Collected data:
● ● ●

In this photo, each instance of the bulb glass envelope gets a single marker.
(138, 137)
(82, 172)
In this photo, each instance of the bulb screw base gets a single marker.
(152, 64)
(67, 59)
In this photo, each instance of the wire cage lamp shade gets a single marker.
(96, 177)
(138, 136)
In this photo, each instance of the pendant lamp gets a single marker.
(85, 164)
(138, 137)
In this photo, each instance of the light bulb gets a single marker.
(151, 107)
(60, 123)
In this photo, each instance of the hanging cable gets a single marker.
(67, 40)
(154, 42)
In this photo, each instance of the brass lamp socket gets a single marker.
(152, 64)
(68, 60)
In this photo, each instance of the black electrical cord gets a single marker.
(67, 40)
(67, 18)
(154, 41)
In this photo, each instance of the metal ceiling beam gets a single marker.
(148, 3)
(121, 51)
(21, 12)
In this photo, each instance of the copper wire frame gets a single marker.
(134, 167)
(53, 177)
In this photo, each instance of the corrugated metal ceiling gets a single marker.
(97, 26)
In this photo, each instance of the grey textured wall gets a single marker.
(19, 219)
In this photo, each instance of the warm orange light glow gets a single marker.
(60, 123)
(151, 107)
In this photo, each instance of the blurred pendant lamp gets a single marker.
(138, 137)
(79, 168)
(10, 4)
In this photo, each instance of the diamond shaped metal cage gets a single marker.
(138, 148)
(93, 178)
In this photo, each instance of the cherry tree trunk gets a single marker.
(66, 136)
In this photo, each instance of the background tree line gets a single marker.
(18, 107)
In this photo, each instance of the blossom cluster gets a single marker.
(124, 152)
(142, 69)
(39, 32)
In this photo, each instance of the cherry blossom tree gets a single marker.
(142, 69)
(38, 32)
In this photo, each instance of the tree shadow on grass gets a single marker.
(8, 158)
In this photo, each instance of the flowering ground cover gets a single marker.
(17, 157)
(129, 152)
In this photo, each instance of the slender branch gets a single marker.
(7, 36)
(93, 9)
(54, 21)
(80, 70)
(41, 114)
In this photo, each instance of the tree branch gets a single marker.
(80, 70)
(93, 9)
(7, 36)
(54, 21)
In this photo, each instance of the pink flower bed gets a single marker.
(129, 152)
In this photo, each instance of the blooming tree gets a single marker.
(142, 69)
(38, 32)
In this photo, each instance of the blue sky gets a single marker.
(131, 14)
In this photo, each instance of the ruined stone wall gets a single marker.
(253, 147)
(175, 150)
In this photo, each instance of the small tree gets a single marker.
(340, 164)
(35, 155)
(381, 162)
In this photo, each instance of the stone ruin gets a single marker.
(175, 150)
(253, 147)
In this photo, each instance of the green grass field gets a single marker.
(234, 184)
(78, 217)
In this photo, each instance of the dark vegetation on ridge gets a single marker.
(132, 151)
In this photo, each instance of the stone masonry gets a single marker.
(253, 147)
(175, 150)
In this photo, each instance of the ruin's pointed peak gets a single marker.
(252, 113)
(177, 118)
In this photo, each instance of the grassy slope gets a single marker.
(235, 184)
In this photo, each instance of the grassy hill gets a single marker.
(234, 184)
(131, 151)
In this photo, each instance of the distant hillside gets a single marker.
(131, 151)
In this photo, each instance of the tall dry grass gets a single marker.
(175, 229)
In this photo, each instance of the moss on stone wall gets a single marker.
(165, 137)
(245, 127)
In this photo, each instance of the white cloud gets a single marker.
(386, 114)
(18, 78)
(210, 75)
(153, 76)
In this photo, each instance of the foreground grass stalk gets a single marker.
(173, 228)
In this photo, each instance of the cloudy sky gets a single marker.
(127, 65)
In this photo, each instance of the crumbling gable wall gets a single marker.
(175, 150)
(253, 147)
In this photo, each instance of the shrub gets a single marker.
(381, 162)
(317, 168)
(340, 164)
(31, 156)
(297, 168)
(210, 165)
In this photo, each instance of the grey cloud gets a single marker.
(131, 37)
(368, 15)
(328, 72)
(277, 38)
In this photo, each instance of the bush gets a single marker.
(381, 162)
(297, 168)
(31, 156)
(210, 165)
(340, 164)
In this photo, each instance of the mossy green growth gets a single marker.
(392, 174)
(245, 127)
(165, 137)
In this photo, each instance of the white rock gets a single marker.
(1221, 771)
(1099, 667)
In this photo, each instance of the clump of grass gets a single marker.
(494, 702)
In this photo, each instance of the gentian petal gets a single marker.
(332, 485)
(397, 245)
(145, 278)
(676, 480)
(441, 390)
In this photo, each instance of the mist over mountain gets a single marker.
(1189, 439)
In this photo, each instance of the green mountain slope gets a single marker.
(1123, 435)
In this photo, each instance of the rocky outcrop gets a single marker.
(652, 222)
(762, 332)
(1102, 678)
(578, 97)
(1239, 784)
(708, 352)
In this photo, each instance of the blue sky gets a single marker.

● ● ●

[What is required]:
Copy out all of the records verbatim.

[Reply to the task]:
In this photo, each instance of the bulb glass envelope gets a single marker.
(138, 137)
(82, 172)
In this photo, each instance of the bulb screw base gets a single marker.
(152, 64)
(67, 59)
In this photo, each instance of the wire cage lamp shade gets a single marker.
(96, 177)
(138, 136)
In this photo, each instance of the pendant lamp gets a single marker.
(85, 164)
(138, 137)
In this photo, each instance of the light bulb gets a single marker.
(151, 107)
(60, 123)
In this photo, each instance of the hanging cable gets a single marker.
(67, 40)
(154, 42)
In this photo, each instance of the brass lamp socket gets a single marker.
(152, 64)
(68, 60)
In this photo, each instance of the black electrical cord gets a single marker.
(67, 40)
(67, 18)
(154, 41)
In this photo, each instance of the metal ceiling beam gets a single marker.
(148, 3)
(121, 51)
(21, 12)
In this photo, each instance of the copper wire frame gets a single marker.
(134, 167)
(53, 177)
In this photo, each instance of the corrugated metal ceiling gets a single marker.
(97, 26)
In this photo, each instance of the grey textured wall gets a single marker.
(19, 219)
In this photo, each instance of the warm orange light glow gets a single marker.
(60, 123)
(151, 107)
In this photo, each instance of the blurred pendant lamp gets a single marker.
(138, 137)
(79, 168)
(10, 4)
In this photo, each instance of the diamond shaped metal cage gets a single marker.
(138, 148)
(93, 178)
In this photo, each instance of the cherry tree trunk gets a single marker.
(66, 136)
In this photo, each instance of the background tree line gets a single marker.
(18, 107)
In this photo, each instance of the blossom cluster gets a single marker.
(124, 152)
(142, 69)
(39, 32)
In this photo, each instance of the cherry blossom tree gets a single marker.
(142, 69)
(38, 32)
In this photo, each instance of the tree shadow on grass gets a single marker.
(8, 158)
In this photo, each instance of the flowering ground cover gets a single marker.
(17, 157)
(129, 152)
In this photo, each instance of the slender branch gets a single marker.
(7, 36)
(93, 9)
(54, 21)
(80, 70)
(41, 114)
In this photo, each instance of the tree branch gets a single marker.
(80, 70)
(93, 9)
(7, 36)
(54, 21)
In this photo, each instance of the pink flower bed gets a single marker.
(129, 152)
In this photo, each instance of the blooming tree gets a single marker.
(142, 69)
(38, 32)
In this photo, each instance of the blue sky gets a single marker.
(131, 14)
In this photo, each instance of the ruined stone wall gets a single marker.
(253, 147)
(175, 150)
In this photo, each instance of the small tree gets a single marker.
(340, 164)
(35, 155)
(381, 162)
In this photo, each instance of the stone ruin gets a single marker.
(175, 150)
(253, 147)
In this photo, each instance of the green grass field gets a single marker.
(234, 184)
(78, 217)
In this photo, each instance of the dark vegetation on ridge gets a single marker.
(132, 151)
In this photo, each instance of the stone masonry gets a single marker.
(253, 147)
(175, 150)
In this photo, each instance of the ruin's pointed peak gets a single marker.
(252, 113)
(177, 118)
In this photo, each instance of the grassy slope gets a single marker.
(235, 184)
In this photo, each instance of the grassy hill gets a single marker.
(234, 184)
(131, 151)
In this photo, each instance of the distant hillside gets a single marker.
(131, 151)
In this photo, each instance of the tall dry grass gets a single marker.
(175, 229)
In this photo, each instance of the moss on stone wall gets a single marker.
(165, 137)
(245, 127)
In this photo, each instance of the white cloud gets a single marker.
(386, 114)
(18, 78)
(210, 75)
(153, 76)
In this photo, each instance of the foreground grass stalk gets a single marker.
(173, 228)
In this photo, each instance of the cloudy sky gets a single marker.
(127, 65)
In this photo, each instance of the crumbling gable wall gets a single marker.
(175, 150)
(253, 147)
In this photo, each instance of the shrub gets a single marker.
(381, 162)
(317, 168)
(340, 164)
(31, 156)
(297, 168)
(210, 165)
In this photo, each instance of the grey cloud gets a single marker.
(131, 37)
(368, 15)
(328, 72)
(277, 38)
In this photo, each instance of the bush gets a single marker.
(381, 162)
(297, 168)
(31, 156)
(210, 165)
(340, 164)
In this photo, each instance of the mossy green growth gets a single marker.
(392, 174)
(245, 127)
(165, 137)
In this photo, each instance of the white rock gets a single marker.
(1221, 771)
(1099, 667)
In this photo, each instance of the clump of grass gets a single marker.
(494, 702)
In this photo, each instance of the gentian petal gets a single marker.
(332, 485)
(397, 245)
(145, 278)
(676, 480)
(441, 390)
In this photo, each instance of the mist over mountain gets a single marker.
(1189, 439)
In this photo, each instance of the green mountain slope gets a single marker.
(1123, 435)
In this photo, each instance of the rocky outcrop gets a single marker.
(652, 222)
(762, 332)
(1102, 678)
(578, 97)
(1239, 784)
(708, 352)
In this photo, each instance of the blue sky gets a single marker.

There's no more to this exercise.